**EXCERPTED DATA:**
* begin *

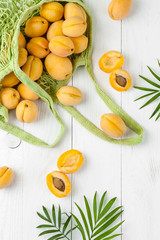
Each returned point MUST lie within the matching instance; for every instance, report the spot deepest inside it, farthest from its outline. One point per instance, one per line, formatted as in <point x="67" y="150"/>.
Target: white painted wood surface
<point x="130" y="173"/>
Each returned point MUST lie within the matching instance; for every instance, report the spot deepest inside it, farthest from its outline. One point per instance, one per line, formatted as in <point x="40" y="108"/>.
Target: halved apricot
<point x="70" y="161"/>
<point x="58" y="183"/>
<point x="110" y="61"/>
<point x="120" y="80"/>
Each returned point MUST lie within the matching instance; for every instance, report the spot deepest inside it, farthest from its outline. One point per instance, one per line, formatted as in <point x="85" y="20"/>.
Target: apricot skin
<point x="36" y="27"/>
<point x="61" y="46"/>
<point x="6" y="176"/>
<point x="113" y="125"/>
<point x="59" y="68"/>
<point x="119" y="9"/>
<point x="69" y="95"/>
<point x="33" y="68"/>
<point x="70" y="161"/>
<point x="26" y="93"/>
<point x="9" y="98"/>
<point x="10" y="80"/>
<point x="26" y="111"/>
<point x="74" y="27"/>
<point x="52" y="11"/>
<point x="110" y="61"/>
<point x="64" y="183"/>
<point x="38" y="47"/>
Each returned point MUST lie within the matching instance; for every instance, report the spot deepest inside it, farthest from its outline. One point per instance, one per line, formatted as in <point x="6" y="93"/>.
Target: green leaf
<point x="89" y="213"/>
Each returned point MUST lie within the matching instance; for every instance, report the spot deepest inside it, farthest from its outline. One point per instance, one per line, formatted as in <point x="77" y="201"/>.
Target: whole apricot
<point x="38" y="47"/>
<point x="55" y="30"/>
<point x="21" y="40"/>
<point x="61" y="46"/>
<point x="58" y="183"/>
<point x="58" y="67"/>
<point x="69" y="95"/>
<point x="22" y="58"/>
<point x="52" y="11"/>
<point x="74" y="26"/>
<point x="6" y="176"/>
<point x="26" y="93"/>
<point x="9" y="98"/>
<point x="119" y="9"/>
<point x="33" y="68"/>
<point x="74" y="10"/>
<point x="27" y="111"/>
<point x="113" y="125"/>
<point x="110" y="61"/>
<point x="36" y="26"/>
<point x="80" y="43"/>
<point x="120" y="80"/>
<point x="10" y="80"/>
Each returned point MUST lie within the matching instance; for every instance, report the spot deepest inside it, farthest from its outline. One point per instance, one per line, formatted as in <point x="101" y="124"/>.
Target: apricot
<point x="10" y="80"/>
<point x="110" y="61"/>
<point x="113" y="125"/>
<point x="61" y="46"/>
<point x="119" y="9"/>
<point x="58" y="67"/>
<point x="6" y="176"/>
<point x="22" y="58"/>
<point x="36" y="27"/>
<point x="120" y="80"/>
<point x="9" y="98"/>
<point x="27" y="111"/>
<point x="33" y="68"/>
<point x="26" y="93"/>
<point x="74" y="26"/>
<point x="69" y="95"/>
<point x="55" y="30"/>
<point x="74" y="10"/>
<point x="70" y="161"/>
<point x="21" y="40"/>
<point x="80" y="43"/>
<point x="58" y="183"/>
<point x="52" y="11"/>
<point x="38" y="47"/>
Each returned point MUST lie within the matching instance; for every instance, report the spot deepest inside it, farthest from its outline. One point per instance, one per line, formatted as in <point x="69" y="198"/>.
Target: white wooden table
<point x="130" y="173"/>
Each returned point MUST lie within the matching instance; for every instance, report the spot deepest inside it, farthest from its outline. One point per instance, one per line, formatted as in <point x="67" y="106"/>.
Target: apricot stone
<point x="55" y="30"/>
<point x="6" y="176"/>
<point x="27" y="111"/>
<point x="10" y="80"/>
<point x="33" y="68"/>
<point x="52" y="11"/>
<point x="58" y="67"/>
<point x="74" y="26"/>
<point x="9" y="98"/>
<point x="61" y="46"/>
<point x="36" y="27"/>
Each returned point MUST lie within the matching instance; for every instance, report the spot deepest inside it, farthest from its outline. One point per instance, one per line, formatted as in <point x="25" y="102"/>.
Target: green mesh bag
<point x="13" y="15"/>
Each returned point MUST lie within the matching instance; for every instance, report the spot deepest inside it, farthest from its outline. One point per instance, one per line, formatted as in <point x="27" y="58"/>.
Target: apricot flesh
<point x="120" y="80"/>
<point x="6" y="176"/>
<point x="61" y="46"/>
<point x="113" y="125"/>
<point x="110" y="61"/>
<point x="9" y="98"/>
<point x="70" y="161"/>
<point x="58" y="183"/>
<point x="52" y="11"/>
<point x="27" y="111"/>
<point x="60" y="68"/>
<point x="10" y="80"/>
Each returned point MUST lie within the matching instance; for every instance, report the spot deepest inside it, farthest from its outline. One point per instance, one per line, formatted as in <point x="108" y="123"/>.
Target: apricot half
<point x="120" y="80"/>
<point x="70" y="161"/>
<point x="58" y="183"/>
<point x="110" y="61"/>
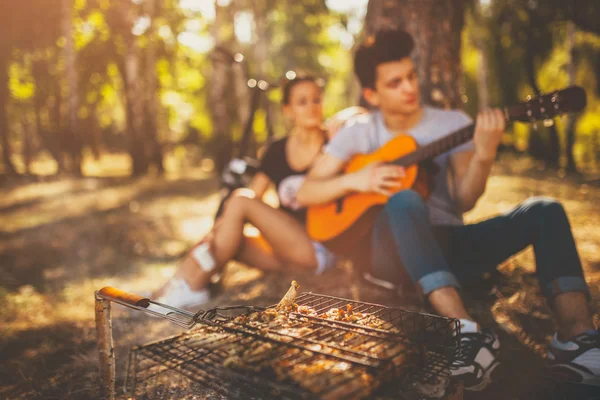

* end *

**PROBLEM DETAILS:** How many lines of the records contain the word "green"? Give only the number.

**SOLVED PROBLEM:** 2